## What to do
Below are some records; repeat them all exactly, minus the pictures.

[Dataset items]
+--
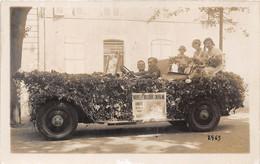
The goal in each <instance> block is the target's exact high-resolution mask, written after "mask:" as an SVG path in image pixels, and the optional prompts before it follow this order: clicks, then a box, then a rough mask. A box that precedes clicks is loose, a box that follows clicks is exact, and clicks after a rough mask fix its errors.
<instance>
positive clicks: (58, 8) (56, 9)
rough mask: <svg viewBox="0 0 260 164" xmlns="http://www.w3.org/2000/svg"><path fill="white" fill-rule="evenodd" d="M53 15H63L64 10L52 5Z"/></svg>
mask: <svg viewBox="0 0 260 164" xmlns="http://www.w3.org/2000/svg"><path fill="white" fill-rule="evenodd" d="M54 16H58V17H59V16H64V11H63V8H62V7H54Z"/></svg>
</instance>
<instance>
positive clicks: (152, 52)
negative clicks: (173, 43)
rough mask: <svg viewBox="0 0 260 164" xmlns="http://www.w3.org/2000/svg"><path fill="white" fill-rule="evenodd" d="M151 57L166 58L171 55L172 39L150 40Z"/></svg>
mask: <svg viewBox="0 0 260 164" xmlns="http://www.w3.org/2000/svg"><path fill="white" fill-rule="evenodd" d="M151 55H152V57H156V58H158V59H168V58H169V57H170V56H172V41H170V40H165V39H157V40H153V41H152V54H151Z"/></svg>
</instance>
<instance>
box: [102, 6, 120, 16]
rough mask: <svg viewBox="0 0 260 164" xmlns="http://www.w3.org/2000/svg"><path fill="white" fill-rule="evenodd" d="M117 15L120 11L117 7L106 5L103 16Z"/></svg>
mask: <svg viewBox="0 0 260 164" xmlns="http://www.w3.org/2000/svg"><path fill="white" fill-rule="evenodd" d="M119 15H120V11H119V8H118V7H113V8H109V7H106V8H104V16H105V17H108V16H111V17H118V16H119Z"/></svg>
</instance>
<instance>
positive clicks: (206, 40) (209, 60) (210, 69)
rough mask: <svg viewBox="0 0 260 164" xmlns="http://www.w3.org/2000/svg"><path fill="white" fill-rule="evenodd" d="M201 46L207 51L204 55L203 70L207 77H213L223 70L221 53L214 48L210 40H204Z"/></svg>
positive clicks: (205, 39) (212, 41)
mask: <svg viewBox="0 0 260 164" xmlns="http://www.w3.org/2000/svg"><path fill="white" fill-rule="evenodd" d="M203 44H204V49H205V50H206V49H207V51H206V53H205V58H206V63H205V68H204V70H205V71H206V72H207V73H208V74H209V75H214V74H216V73H217V72H219V71H221V70H222V68H223V66H222V56H223V53H222V51H221V50H220V49H218V48H216V47H214V46H215V44H214V42H213V40H212V39H211V38H206V39H205V40H204V42H203Z"/></svg>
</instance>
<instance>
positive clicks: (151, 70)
mask: <svg viewBox="0 0 260 164" xmlns="http://www.w3.org/2000/svg"><path fill="white" fill-rule="evenodd" d="M157 63H158V59H157V58H155V57H150V58H148V71H144V72H142V73H141V74H140V75H139V78H158V77H160V76H161V73H160V70H159V68H158V67H157Z"/></svg>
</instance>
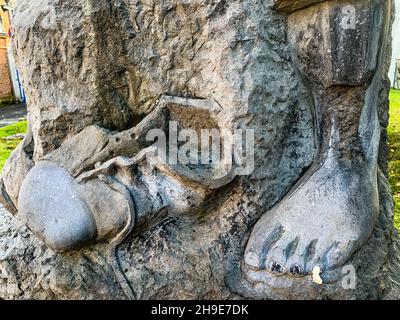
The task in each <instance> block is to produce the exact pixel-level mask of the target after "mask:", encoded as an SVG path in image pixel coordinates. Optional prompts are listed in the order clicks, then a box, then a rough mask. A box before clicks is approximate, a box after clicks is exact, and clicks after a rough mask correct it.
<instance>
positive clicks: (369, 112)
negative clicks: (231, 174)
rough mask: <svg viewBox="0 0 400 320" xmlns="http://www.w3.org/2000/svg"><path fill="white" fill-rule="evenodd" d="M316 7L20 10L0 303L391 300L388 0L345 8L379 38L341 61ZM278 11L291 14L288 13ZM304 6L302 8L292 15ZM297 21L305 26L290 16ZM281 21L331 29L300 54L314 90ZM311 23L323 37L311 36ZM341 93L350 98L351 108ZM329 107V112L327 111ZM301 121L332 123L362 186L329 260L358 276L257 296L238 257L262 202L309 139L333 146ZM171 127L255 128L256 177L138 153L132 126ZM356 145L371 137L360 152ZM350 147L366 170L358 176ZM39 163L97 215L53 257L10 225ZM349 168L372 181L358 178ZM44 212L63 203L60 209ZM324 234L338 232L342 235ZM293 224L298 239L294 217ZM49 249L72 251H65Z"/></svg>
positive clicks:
+--
## Answer below
The goal in each <instance> block is the target's exact high-resolution mask, written after "mask:" as an SVG path in image pixels, and the optional prompts before it follow this order: clicks, then a box, then a rough mask. A box that precedes clicks is loose, a box that follows clicks is exact, and clicks after a rough mask fix its errors.
<instance>
positive clicks: (58, 8) (56, 9)
rough mask: <svg viewBox="0 0 260 164" xmlns="http://www.w3.org/2000/svg"><path fill="white" fill-rule="evenodd" d="M53 15H63L64 10L52 5Z"/></svg>
mask: <svg viewBox="0 0 260 164" xmlns="http://www.w3.org/2000/svg"><path fill="white" fill-rule="evenodd" d="M54 16H58V17H59V16H64V11H63V8H62V7H54Z"/></svg>
</instance>
<instance>
positive clicks: (152, 52)
negative clicks: (173, 43)
rough mask: <svg viewBox="0 0 260 164" xmlns="http://www.w3.org/2000/svg"><path fill="white" fill-rule="evenodd" d="M151 57L166 58L171 55L172 39L150 40Z"/></svg>
mask: <svg viewBox="0 0 260 164" xmlns="http://www.w3.org/2000/svg"><path fill="white" fill-rule="evenodd" d="M151 55H152V57H156V58H158V59H168V58H169V57H170V56H172V41H170V40H165V39H157V40H153V41H152V54H151Z"/></svg>
</instance>
<instance>
box: [102, 6, 120, 16]
rough mask: <svg viewBox="0 0 260 164" xmlns="http://www.w3.org/2000/svg"><path fill="white" fill-rule="evenodd" d="M117 15L120 11L117 7L106 5L103 16Z"/></svg>
mask: <svg viewBox="0 0 260 164" xmlns="http://www.w3.org/2000/svg"><path fill="white" fill-rule="evenodd" d="M119 15H120V11H119V8H118V7H113V8H109V7H106V8H104V16H105V17H108V16H111V17H118V16H119Z"/></svg>
</instance>
<instance>
positive clicks: (206, 40) (209, 60) (210, 69)
rough mask: <svg viewBox="0 0 260 164" xmlns="http://www.w3.org/2000/svg"><path fill="white" fill-rule="evenodd" d="M201 46L207 51L204 55L203 70L207 77H213L223 70L221 53L214 48L210 40H204Z"/></svg>
positive clicks: (205, 39) (212, 41)
mask: <svg viewBox="0 0 260 164" xmlns="http://www.w3.org/2000/svg"><path fill="white" fill-rule="evenodd" d="M203 44H204V49H205V50H206V49H207V51H206V53H205V58H206V63H205V68H204V70H205V71H206V72H207V73H208V74H209V75H214V74H216V73H217V72H219V71H221V70H222V68H223V66H222V56H223V53H222V51H221V50H220V49H218V48H216V47H214V46H215V44H214V42H213V40H212V39H211V38H206V39H205V40H204V42H203Z"/></svg>
</instance>
<instance>
positive clicks: (151, 70)
mask: <svg viewBox="0 0 260 164" xmlns="http://www.w3.org/2000/svg"><path fill="white" fill-rule="evenodd" d="M157 63H158V59H157V58H155V57H150V58H148V71H144V72H142V73H141V74H140V75H139V78H158V77H160V76H161V73H160V70H159V68H158V67H157Z"/></svg>
</instance>
The task in each <instance> block is to produce the exact pixel-level mask of the target after "mask:", encoded as an SVG path in image pixel coordinates. Optional prompts are listed in the order clicks, then a box, then a rough mask. A box before clicks is approximate, a box after clicks is exact, and clicks after a rough mask correct it.
<instance>
positive clicks: (369, 112)
negative clicks: (231, 174)
rough mask: <svg viewBox="0 0 400 320" xmlns="http://www.w3.org/2000/svg"><path fill="white" fill-rule="evenodd" d="M316 7L20 10L0 303L391 300L388 0L345 8L379 38L341 61ZM278 11L291 14L288 13ZM304 6L302 8L292 15ZM297 21L305 26L290 16ZM281 21L331 29L300 54L314 90ZM311 23L323 37L311 36ZM341 93L350 98L351 108ZM329 107V112L327 111ZM301 121L332 123L362 186L329 260L358 276L257 296L238 257L262 202L309 139L333 146ZM171 127L255 128L256 177L138 153L132 126ZM356 145L371 137L360 152ZM350 147L366 170L358 176ZM39 163L97 215L53 257L10 225ZM349 168L372 181L358 178ZM44 212L63 203L60 209ZM324 234L338 232L342 235ZM293 224L298 239L294 217ZM49 249L72 251H65Z"/></svg>
positive clicks:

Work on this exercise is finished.